* _INSTRUCTIONS TO FOLLOW_: Pick out every line in the material below that contains the string "courtyard". Letter case counts.

——————

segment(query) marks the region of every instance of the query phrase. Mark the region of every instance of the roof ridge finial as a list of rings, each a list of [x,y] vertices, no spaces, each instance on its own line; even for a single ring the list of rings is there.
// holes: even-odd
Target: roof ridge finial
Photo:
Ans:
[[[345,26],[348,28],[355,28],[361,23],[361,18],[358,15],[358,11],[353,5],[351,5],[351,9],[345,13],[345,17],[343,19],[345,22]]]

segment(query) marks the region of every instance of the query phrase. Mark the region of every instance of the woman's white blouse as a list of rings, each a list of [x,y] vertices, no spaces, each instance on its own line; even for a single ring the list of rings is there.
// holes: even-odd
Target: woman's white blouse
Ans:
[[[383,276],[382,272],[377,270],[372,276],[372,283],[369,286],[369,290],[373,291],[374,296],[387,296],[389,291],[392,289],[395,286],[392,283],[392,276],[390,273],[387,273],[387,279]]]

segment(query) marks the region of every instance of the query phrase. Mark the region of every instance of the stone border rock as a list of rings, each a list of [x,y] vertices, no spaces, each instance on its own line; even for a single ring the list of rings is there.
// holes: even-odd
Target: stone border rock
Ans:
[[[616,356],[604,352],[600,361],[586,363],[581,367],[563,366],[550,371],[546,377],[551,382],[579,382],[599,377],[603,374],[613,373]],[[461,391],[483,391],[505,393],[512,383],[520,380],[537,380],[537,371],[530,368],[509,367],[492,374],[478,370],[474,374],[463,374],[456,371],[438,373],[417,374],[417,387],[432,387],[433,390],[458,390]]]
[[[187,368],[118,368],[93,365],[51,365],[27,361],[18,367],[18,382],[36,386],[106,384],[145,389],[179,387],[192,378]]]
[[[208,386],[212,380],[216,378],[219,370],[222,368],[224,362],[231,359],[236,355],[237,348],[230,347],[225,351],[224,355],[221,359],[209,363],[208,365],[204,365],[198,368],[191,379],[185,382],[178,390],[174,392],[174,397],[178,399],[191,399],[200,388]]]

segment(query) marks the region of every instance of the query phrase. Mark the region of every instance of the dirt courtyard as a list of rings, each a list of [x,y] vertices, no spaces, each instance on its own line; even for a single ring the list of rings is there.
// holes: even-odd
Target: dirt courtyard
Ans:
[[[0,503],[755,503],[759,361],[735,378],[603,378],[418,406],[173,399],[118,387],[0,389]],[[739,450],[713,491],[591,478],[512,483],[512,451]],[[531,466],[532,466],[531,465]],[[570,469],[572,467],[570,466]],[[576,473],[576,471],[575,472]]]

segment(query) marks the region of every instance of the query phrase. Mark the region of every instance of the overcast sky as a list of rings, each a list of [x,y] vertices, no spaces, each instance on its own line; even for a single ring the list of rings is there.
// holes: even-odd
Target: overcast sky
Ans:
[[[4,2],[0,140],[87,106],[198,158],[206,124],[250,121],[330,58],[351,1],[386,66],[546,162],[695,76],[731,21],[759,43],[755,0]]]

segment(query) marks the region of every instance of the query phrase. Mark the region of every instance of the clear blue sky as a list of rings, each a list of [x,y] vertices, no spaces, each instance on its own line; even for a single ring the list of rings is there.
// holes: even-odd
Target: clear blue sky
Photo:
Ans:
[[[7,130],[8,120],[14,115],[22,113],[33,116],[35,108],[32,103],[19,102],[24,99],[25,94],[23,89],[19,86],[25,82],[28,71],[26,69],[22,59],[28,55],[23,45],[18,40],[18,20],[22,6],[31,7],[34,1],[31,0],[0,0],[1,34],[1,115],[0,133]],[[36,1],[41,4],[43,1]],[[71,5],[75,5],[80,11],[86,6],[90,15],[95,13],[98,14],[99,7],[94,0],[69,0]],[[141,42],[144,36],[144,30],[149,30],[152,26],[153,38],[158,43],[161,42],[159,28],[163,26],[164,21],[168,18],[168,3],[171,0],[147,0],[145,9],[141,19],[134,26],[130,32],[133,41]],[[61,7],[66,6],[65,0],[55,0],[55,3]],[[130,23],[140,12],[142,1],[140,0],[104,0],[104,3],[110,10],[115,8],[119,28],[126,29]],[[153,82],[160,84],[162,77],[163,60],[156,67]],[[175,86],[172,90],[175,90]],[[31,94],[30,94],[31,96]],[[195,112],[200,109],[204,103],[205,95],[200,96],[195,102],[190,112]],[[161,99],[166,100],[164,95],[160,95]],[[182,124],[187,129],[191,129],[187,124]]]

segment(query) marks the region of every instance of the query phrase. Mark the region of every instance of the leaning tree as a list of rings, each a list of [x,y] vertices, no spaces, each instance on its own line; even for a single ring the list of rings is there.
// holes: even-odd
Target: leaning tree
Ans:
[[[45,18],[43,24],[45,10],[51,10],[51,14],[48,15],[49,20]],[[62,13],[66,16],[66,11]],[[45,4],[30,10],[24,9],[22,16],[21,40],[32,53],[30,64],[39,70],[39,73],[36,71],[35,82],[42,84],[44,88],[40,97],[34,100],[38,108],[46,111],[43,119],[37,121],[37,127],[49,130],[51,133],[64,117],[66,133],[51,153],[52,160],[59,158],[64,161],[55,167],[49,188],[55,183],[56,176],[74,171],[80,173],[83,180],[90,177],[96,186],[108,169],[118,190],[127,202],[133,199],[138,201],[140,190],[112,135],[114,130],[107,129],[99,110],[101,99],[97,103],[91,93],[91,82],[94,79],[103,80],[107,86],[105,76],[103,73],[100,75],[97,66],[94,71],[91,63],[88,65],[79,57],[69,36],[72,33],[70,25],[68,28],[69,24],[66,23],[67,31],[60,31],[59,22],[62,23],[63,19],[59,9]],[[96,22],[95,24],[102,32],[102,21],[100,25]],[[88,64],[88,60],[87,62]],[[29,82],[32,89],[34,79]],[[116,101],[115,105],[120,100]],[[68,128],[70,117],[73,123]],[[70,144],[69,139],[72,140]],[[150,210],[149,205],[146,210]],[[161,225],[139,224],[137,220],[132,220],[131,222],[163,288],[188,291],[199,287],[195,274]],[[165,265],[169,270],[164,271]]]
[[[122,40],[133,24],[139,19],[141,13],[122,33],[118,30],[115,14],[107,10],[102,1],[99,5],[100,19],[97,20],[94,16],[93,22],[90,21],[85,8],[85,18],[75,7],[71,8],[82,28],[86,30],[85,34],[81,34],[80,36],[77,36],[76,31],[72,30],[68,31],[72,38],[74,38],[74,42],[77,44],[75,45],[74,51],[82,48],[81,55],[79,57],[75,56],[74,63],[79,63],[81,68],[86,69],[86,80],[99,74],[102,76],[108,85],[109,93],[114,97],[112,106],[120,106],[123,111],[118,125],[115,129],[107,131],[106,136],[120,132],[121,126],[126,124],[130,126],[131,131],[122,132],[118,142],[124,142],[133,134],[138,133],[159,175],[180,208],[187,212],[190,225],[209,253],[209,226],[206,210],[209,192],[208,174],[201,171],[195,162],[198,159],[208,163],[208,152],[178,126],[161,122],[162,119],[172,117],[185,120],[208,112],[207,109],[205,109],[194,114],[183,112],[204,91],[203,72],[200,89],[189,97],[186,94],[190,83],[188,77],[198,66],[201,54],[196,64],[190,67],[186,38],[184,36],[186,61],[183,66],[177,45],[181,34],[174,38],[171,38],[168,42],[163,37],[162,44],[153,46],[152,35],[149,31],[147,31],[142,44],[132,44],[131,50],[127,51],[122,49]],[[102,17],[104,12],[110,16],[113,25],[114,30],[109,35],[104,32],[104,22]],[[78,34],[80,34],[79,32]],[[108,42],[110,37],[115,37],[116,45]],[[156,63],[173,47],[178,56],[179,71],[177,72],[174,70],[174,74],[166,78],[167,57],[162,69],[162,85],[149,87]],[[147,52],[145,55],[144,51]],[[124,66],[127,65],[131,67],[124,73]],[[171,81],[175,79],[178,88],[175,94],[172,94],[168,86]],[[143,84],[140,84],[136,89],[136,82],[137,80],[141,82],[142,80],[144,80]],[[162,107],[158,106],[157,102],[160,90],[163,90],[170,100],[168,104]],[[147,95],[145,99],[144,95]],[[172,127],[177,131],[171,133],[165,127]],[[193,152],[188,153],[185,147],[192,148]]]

——————

* _WORKED SOLUTION_:
segment(query) marks the region of every instance of the query phrase. Mark the region of every instance of the dirt courtyard as a list of rings, each a list of [x,y] vertices, no spaces, each instance on its own line; even for a single ring the list of rings is there.
Target: dirt courtyard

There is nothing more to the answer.